_Problem statement_
Locate each line in the records below that contains the string "pole" and copy those lines out in full.

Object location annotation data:
◇ ◇ ◇ ◇
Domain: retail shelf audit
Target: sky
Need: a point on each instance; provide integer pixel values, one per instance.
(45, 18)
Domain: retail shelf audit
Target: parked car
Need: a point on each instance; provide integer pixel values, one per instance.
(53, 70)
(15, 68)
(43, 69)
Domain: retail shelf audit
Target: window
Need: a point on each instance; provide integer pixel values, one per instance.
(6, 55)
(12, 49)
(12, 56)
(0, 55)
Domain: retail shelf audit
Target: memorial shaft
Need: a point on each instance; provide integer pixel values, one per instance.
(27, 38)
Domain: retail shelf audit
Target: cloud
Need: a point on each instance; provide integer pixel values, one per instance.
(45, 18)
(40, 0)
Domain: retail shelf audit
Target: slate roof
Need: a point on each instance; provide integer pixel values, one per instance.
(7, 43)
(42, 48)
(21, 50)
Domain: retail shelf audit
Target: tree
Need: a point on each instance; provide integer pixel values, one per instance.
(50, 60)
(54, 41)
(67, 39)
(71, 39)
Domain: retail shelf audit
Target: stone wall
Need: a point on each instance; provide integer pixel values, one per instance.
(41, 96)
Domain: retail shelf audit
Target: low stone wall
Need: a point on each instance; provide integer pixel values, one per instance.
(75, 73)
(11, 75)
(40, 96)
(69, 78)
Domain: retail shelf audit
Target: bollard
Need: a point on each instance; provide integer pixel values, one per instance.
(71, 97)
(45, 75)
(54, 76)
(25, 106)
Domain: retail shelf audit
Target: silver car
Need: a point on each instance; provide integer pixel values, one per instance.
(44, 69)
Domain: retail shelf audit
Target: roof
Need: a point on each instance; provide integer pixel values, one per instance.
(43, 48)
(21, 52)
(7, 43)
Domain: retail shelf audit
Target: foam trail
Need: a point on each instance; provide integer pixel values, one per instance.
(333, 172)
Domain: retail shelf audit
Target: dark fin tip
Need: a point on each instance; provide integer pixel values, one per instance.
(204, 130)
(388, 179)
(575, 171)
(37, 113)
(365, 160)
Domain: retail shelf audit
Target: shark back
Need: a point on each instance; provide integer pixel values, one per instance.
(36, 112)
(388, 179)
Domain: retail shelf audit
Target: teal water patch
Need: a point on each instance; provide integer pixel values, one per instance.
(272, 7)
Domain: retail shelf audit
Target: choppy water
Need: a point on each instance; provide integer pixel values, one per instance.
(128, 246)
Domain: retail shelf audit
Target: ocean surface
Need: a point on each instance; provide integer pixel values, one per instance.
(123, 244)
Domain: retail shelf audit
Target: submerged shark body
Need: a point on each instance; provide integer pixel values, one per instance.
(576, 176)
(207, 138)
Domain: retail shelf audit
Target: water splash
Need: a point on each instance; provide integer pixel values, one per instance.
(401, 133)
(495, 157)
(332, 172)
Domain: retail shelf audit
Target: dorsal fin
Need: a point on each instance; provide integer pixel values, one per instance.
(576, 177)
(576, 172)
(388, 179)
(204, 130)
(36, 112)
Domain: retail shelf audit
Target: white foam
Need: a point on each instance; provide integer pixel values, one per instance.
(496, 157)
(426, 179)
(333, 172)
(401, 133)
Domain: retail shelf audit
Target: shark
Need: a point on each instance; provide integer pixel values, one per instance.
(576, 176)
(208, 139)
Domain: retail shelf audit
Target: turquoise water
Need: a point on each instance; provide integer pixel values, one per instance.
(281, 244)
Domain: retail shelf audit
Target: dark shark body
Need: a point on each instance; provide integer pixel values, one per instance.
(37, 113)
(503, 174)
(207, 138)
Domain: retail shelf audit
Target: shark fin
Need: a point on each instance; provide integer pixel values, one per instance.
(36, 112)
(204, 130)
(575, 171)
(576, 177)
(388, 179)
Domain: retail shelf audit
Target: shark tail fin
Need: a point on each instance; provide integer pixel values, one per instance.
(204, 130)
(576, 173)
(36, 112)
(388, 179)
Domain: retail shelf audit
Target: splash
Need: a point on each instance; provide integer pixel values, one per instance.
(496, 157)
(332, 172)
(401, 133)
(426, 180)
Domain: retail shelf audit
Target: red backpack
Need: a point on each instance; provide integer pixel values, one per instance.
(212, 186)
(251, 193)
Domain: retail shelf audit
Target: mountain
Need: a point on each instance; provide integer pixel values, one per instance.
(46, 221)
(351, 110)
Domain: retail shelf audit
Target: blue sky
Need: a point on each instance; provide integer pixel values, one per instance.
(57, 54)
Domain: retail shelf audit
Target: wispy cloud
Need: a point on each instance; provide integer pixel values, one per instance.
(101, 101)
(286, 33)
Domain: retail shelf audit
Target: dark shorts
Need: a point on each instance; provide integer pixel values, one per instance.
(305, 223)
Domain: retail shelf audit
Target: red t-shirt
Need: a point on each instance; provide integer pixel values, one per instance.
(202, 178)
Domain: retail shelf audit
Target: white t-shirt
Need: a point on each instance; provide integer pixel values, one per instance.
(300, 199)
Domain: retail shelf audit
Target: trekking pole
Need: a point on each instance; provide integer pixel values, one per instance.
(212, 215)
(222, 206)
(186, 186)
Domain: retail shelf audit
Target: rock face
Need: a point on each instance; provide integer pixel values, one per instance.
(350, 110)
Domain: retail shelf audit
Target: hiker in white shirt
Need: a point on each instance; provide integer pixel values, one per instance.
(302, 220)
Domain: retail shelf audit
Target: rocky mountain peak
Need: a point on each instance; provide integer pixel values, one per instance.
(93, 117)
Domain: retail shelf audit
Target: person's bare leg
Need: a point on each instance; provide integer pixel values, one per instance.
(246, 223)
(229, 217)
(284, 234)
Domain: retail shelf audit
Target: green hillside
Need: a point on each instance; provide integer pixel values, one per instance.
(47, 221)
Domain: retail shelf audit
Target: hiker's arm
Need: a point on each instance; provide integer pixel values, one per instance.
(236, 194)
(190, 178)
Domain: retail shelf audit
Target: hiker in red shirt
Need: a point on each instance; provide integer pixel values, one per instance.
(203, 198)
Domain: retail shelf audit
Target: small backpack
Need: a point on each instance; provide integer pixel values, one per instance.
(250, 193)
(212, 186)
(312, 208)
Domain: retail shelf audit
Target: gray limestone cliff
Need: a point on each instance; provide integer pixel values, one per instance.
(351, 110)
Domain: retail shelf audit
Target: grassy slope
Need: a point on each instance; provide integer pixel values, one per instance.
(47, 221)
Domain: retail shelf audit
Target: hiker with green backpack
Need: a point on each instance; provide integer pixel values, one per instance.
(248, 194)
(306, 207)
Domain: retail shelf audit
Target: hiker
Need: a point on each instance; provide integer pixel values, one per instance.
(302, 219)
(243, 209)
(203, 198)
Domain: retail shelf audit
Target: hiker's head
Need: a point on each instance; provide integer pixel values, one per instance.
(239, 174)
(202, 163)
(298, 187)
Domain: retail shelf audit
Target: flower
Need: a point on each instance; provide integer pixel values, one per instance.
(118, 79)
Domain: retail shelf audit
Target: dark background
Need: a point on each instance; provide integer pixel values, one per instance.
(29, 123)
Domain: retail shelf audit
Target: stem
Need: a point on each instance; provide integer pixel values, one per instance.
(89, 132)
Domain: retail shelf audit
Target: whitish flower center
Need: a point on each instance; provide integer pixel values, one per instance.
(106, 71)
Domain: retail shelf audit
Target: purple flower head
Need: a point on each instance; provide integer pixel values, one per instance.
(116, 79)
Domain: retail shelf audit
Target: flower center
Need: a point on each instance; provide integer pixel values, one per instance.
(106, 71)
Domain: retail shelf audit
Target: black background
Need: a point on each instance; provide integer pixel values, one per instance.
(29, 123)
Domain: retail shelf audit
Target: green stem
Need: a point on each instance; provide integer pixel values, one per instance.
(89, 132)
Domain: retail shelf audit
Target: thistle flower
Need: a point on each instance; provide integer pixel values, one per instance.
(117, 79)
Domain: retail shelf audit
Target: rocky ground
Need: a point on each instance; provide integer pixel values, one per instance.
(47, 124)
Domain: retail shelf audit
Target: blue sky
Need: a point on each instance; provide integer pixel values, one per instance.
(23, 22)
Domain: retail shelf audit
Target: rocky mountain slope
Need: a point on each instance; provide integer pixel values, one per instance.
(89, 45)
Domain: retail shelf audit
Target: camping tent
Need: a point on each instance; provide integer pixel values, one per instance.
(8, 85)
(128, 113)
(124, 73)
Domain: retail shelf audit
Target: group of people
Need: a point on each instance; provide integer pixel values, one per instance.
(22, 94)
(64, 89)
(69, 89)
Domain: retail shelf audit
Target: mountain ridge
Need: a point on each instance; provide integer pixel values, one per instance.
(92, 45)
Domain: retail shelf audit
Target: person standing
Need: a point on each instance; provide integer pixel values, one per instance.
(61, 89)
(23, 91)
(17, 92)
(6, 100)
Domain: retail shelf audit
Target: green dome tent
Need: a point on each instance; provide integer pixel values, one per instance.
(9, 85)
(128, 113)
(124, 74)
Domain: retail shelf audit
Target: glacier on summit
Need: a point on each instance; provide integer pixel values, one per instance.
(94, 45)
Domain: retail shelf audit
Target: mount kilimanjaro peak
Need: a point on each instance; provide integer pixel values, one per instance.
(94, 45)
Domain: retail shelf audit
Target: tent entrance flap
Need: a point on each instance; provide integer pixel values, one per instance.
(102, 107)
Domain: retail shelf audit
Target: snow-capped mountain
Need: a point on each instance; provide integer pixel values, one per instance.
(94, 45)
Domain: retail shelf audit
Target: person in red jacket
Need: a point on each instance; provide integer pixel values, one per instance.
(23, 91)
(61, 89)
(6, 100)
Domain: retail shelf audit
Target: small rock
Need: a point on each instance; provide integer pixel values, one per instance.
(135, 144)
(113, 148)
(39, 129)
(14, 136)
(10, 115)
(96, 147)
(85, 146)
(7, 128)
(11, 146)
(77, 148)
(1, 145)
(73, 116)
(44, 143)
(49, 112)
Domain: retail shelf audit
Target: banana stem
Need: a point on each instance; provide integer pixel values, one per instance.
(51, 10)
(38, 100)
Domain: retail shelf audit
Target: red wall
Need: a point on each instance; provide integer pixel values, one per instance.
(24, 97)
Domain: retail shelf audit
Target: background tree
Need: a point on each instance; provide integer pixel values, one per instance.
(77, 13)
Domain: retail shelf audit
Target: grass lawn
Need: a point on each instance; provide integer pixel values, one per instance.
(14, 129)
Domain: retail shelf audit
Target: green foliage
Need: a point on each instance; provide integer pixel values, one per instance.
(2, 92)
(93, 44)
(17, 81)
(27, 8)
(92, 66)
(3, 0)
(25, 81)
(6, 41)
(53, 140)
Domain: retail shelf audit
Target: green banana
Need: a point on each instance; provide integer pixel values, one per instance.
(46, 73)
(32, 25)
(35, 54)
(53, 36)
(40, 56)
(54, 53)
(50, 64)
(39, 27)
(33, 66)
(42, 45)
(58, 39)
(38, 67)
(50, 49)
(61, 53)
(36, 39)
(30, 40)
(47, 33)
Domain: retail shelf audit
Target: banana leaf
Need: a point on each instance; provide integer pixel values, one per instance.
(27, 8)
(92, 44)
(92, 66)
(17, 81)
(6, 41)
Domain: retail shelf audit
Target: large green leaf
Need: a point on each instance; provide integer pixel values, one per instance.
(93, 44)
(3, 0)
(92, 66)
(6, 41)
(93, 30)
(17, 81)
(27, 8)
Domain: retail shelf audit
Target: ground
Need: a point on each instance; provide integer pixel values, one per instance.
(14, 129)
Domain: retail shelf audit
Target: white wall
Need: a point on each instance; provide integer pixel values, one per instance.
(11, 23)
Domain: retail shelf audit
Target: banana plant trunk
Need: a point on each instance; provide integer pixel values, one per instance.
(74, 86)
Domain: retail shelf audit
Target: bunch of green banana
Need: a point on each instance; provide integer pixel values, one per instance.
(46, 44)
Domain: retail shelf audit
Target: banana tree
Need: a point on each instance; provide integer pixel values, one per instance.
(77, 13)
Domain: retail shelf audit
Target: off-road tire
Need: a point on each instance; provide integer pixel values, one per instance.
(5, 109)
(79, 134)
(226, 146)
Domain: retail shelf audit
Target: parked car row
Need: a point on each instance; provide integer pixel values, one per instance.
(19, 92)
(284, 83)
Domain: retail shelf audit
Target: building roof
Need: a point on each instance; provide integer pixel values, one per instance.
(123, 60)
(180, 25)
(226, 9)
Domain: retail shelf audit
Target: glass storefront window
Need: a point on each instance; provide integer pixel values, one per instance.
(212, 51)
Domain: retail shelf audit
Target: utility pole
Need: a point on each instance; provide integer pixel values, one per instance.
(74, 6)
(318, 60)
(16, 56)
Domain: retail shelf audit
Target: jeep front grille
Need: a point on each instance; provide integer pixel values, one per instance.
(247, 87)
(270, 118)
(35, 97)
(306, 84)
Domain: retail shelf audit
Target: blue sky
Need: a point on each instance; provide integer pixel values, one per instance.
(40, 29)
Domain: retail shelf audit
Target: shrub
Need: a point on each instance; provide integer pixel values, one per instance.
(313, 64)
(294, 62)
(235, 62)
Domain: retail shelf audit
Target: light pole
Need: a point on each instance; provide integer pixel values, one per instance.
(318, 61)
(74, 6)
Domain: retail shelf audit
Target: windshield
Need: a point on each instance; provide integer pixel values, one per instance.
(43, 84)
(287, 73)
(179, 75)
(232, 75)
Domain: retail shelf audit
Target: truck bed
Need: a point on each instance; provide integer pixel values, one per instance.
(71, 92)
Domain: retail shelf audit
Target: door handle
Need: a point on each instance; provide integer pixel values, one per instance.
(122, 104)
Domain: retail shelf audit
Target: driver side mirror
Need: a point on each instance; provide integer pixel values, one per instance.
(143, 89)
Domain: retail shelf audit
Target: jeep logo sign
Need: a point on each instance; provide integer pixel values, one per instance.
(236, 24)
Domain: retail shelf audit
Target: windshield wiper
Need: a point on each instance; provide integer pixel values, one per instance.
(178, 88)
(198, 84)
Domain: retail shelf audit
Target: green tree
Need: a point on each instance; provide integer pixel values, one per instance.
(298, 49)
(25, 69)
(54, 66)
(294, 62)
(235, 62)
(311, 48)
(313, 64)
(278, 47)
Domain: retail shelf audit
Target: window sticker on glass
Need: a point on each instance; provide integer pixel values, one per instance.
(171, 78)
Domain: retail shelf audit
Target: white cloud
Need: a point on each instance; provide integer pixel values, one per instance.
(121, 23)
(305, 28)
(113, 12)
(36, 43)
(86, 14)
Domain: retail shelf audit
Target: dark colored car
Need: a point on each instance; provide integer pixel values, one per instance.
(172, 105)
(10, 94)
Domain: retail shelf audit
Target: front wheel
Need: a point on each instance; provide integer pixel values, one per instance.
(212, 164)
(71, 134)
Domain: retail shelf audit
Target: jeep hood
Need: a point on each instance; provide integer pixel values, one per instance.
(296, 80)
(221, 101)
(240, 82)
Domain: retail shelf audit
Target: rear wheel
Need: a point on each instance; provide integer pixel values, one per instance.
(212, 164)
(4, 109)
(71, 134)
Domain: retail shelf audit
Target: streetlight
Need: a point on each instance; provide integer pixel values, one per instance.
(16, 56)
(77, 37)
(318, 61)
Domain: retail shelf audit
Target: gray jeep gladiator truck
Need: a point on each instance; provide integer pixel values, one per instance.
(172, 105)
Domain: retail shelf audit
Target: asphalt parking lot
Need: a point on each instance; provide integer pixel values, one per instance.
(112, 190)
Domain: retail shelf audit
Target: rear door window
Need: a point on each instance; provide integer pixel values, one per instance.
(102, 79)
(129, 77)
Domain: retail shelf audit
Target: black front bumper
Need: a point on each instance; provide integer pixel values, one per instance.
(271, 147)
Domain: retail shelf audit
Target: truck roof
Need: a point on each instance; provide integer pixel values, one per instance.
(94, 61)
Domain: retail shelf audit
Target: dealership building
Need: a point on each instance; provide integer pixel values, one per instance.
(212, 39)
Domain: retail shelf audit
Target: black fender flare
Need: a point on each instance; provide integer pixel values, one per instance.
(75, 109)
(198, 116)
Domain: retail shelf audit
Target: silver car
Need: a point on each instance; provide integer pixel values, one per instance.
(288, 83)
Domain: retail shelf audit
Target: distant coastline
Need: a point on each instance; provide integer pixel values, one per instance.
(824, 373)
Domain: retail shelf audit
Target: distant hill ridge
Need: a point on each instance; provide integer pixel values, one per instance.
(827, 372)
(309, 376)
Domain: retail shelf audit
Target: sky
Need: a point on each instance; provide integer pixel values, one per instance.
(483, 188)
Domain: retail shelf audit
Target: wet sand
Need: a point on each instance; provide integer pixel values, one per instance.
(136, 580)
◇ ◇ ◇ ◇
_Response below_
Target: trekking pole
Target: utility pole
Target: light pole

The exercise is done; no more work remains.